▶ _DE OPDRACHT_
Verzamel alsjeblieft uit de records hieronder elke regel waarin het woord "green" staat en neem die regels over. Het verschil tussen hoofdletters en kleine letters telt.

▶ _VERMELDE RECORDS_
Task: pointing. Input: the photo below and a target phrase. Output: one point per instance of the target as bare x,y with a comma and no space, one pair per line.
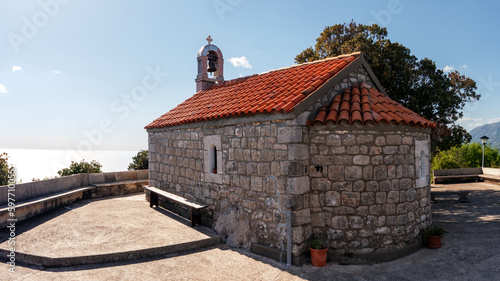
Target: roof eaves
313,97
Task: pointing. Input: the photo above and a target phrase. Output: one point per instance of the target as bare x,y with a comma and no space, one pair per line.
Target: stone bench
194,206
490,178
457,175
32,207
461,194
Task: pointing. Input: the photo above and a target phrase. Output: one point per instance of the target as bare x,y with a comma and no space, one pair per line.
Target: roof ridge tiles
362,104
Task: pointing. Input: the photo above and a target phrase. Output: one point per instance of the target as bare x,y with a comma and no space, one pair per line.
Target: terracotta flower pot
318,257
434,242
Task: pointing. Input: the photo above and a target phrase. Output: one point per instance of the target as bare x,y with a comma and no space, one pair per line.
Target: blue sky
90,74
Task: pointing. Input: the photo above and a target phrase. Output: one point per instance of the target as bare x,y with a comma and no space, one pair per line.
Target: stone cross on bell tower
210,66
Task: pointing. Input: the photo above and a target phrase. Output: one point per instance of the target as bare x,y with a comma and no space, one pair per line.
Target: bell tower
210,66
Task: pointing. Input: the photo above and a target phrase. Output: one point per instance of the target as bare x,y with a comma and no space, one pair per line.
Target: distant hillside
492,131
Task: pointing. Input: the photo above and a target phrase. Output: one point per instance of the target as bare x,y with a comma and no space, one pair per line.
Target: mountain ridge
492,131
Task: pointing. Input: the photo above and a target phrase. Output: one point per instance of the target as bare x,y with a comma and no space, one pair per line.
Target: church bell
212,59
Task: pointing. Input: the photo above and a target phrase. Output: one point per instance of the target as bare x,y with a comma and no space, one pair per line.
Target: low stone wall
491,171
458,172
25,191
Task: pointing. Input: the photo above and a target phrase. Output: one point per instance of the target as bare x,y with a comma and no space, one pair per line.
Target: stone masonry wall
264,168
354,187
364,196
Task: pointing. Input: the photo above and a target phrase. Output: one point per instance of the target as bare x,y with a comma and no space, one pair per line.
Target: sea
39,164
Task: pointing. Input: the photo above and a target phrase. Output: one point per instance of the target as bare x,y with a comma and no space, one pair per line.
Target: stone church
321,138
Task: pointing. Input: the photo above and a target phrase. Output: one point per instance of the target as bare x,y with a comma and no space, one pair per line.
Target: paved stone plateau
469,252
95,231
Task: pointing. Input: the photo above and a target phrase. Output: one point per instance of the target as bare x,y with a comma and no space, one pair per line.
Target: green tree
81,167
417,84
140,161
466,156
6,170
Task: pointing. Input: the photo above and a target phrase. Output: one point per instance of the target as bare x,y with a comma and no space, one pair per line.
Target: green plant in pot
319,250
433,236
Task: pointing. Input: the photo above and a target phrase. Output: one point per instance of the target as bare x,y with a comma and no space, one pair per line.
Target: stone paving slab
96,227
469,252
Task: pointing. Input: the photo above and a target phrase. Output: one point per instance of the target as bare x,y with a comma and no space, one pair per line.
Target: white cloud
494,120
448,68
240,62
3,89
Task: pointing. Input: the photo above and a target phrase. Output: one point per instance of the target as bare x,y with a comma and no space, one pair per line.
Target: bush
466,156
82,167
140,161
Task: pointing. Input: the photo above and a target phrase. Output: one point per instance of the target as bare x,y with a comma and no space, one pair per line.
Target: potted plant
433,236
319,250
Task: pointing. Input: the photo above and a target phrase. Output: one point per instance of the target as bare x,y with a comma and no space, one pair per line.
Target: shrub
140,161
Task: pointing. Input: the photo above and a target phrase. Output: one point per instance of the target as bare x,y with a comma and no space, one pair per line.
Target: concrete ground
470,252
92,227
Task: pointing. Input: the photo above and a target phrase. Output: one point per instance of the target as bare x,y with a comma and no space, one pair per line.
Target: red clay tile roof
362,104
274,91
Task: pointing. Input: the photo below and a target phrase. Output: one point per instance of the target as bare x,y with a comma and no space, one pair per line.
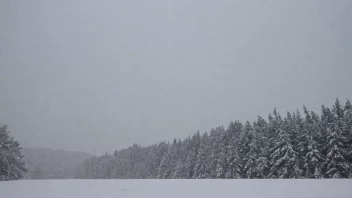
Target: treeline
297,145
12,165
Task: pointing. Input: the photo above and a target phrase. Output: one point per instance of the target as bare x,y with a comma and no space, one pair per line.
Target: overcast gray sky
101,75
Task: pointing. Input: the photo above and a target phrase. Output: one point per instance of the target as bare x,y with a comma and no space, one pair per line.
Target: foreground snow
175,188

▶ _ANTWOORD_
Target: green tree
Target: green plant in pot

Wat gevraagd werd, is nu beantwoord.